Instrucciones:
[1] Según el texto sobre el exilio cubano, ¿en qué año fijaron los padres del narrador la residencia familiar en Tampa?
[2] Reproduce sin cambios el tramo del texto sobre el exilio cubano que va desde "Tenía yo entonces" hasta "de prisioneros políticos.".
[3] Prosigue el texto sobre el exilio cubano a partir de su última oración.
--- Sección de texto ---
Ya para enero de 1961, había pasado año y medio en Tampa, Florida, donde algunos de mis familiares habían residido desde los años treinta, y donde mis padres habían fijado nuestra residencia en 1959, con la intención de dejar pasar el tiempo que hiciera falta para que la vida en Cuba volviera a la normalidad, o quizá para quedarnos allí de manera permanente.
Tenía yo entonces 17 años y había viajado a la isla cerca de seis veces. Esto se debió a que había dejado atrás a mi novia, Mercy, y también a que no podía acostumbrarme a la vida norteamericana, sobre todo a las costumbres de sus adolescentes (teenagers) que se me figuraban tontas. (Ser “teenager” no existía como rol en la cultura cubana.) Para adquirir esos pasajes de avión ahorraba cada centavo procedente de mis diversos trabajos como friegaplatos y empaquetador de supermercado.
Pero con la ruptura diplomática, mis viajes a la Isla llegaron a su fin. Aunque no lo supe en ese momento, la decisión de Eisenhower me había convertido en exiliado. No volvería a poner pie en Cuba de nuevo hasta 18 años después, cuando viajé con un comité de exiliados para considerar la liberación de prisioneros políticos.
Aunque muchos cubanos en circunstancias similares a las mías se hicieron ciudadanos norteamericanos en la primera oportunidad, conscientes de que su traslado era permanente, yo me negué a hacerlo, porque ingenuamente asociaba ciudadanía con nacionalidad. Y me aferré a la ciudadanía cubana, a pesar de que mi pasaporte cubano no tardó en caducar, y de que como “residente permanente” de Estados Unidos cuando viajaba al extranjero estaba obligado a utilizar un permiso de regreso al país, documento fastidioso que probaba, entre otras cosas, que había pagado mis impuestos. Viajar por Europa y América Latina implicaba solicitar toda una colección de visas, pero creía que valía la pena sufrir todos estos inconvenientes porque me permitían preservar mi identidad.
--- Datos mostrados ---
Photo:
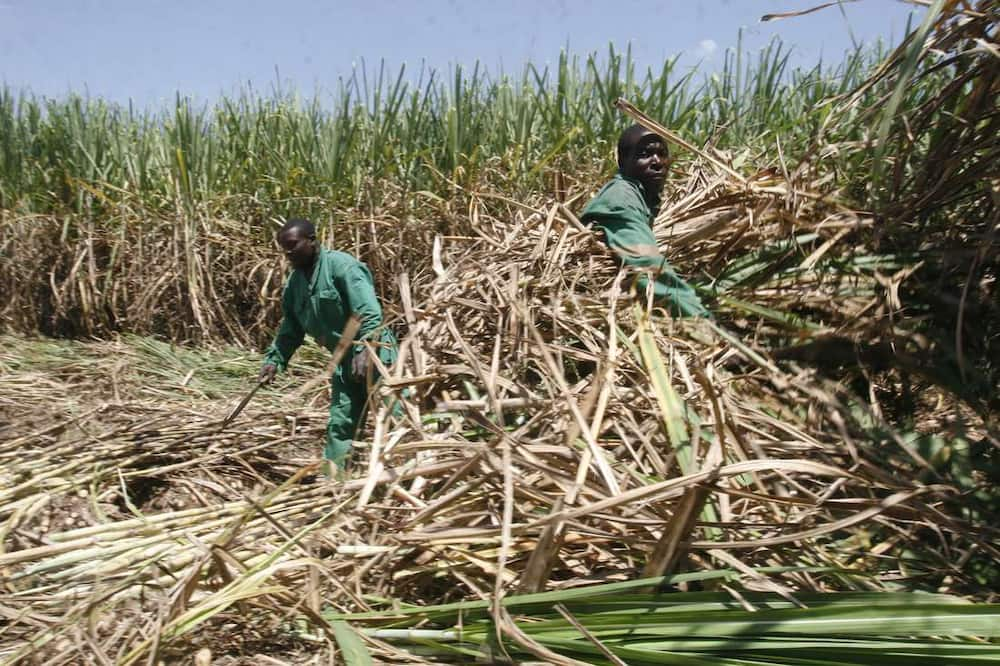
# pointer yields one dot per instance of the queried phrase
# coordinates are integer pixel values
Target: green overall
(621, 212)
(320, 305)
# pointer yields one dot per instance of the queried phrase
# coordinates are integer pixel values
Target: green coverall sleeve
(358, 289)
(289, 337)
(627, 232)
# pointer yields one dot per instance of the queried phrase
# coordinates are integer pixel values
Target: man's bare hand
(267, 373)
(359, 365)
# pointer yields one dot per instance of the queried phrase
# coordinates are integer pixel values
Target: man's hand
(359, 365)
(267, 373)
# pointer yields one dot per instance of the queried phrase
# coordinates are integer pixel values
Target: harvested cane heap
(555, 430)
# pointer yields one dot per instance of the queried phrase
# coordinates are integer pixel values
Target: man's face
(299, 249)
(648, 163)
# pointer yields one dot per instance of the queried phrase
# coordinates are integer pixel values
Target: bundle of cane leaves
(634, 623)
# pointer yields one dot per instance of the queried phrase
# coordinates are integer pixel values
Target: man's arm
(358, 290)
(289, 338)
(627, 232)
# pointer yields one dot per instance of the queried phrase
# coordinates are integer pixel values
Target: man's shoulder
(338, 260)
(617, 195)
---
Respuestas por tarea:
[1] En 1959.

[2]
Tenía yo entonces 17 años y había viajado a la isla cerca de seis veces. Esto se debió a que había dejado atrás a mi novia, Mercy, y también a que no podía acostumbrarme a la vida norteamericana, sobre todo a las costumbres de sus adolescentes (teenagers) que se me figuraban tontas. (Ser “teenager” no existía como rol en la cultura cubana.) Para adquirir esos pasajes de avión ahorraba cada centavo procedente de mis diversos trabajos como friegaplatos y empaquetador de supermercado.
Pero con la ruptura diplomática, mis viajes a la Isla llegaron a su fin. Aunque no lo supe en ese momento, la decisión de Eisenhower me había convertido en exiliado. No volvería a poner pie en Cuba de nuevo hasta 18 años después, cuando viajé con un comité de exiliados para considerar la liberación de prisioneros políticos.

[3]
También me aferré a mi cultura nativa haciendo del estudio de las literaturas española y latinoamericana la labor de mi vida y, de cierta forma, reviví la experiencia traumática que fue adquirir el inglés de adolescente aprendiendo con dedicación patológica el francés y el italiano en la Universidad del Sur de la Florida. Cuando hablaba esas lenguas me transformaba en distintos individuos; eran como escudos que me protegían de la cultura estadounidense que todavía no podía absorber a cabalidad. En lugar de atarme a un solo rol, la ruptura de relaciones entre mis dos países, en 1961, me transformó en una persona con varias voces en la cabeza, perspectiva múltiple que creo ha marcado de manera radical la crítica literaria que practico.
Hoy día me encuentro lejos y a salvo de lo que denomino, en broma (para tomarle el pelo a mis hijos y nietos norteamericanos) la “teenagehood en Estados Unidos”. Soy ciudadano de este país y disfruto con regocijo su democracia que, a pesar de todas sus fallas, constituye la mejor forma de gobierno a la que podemos aspirar. Cincuenta años tras el rompimiento de relaciones, mientras Cuba continúa siendo gobernada por una gerontocracia masculina, blanca, militarista y totalitaria, Barack Obama es el presidente de los Estados Unidos y Hillary Clinton la secretaria de Estado. ¿Cuál de mis dos países es el revolucionario?
A lo largo de ese medio siglo Fidel y Raúl Castro se las han arreglado para dejar en ruinas un país antes próspero, empujar a un millón y medio de sus ciudadanos al exilio y llenar las cárceles de presos políticos y comunes. Los cambios recientes en la economía cubana, los gestos conciliadores hacia la Iglesia y la liberación y deportación de algunos de sus prisioneros políticos muestran que los Castro están conscientes de la inestabilidad del sistema —sobre el que hace poco Fidel Castro dejó escapar no funcionaba ni en Cuba.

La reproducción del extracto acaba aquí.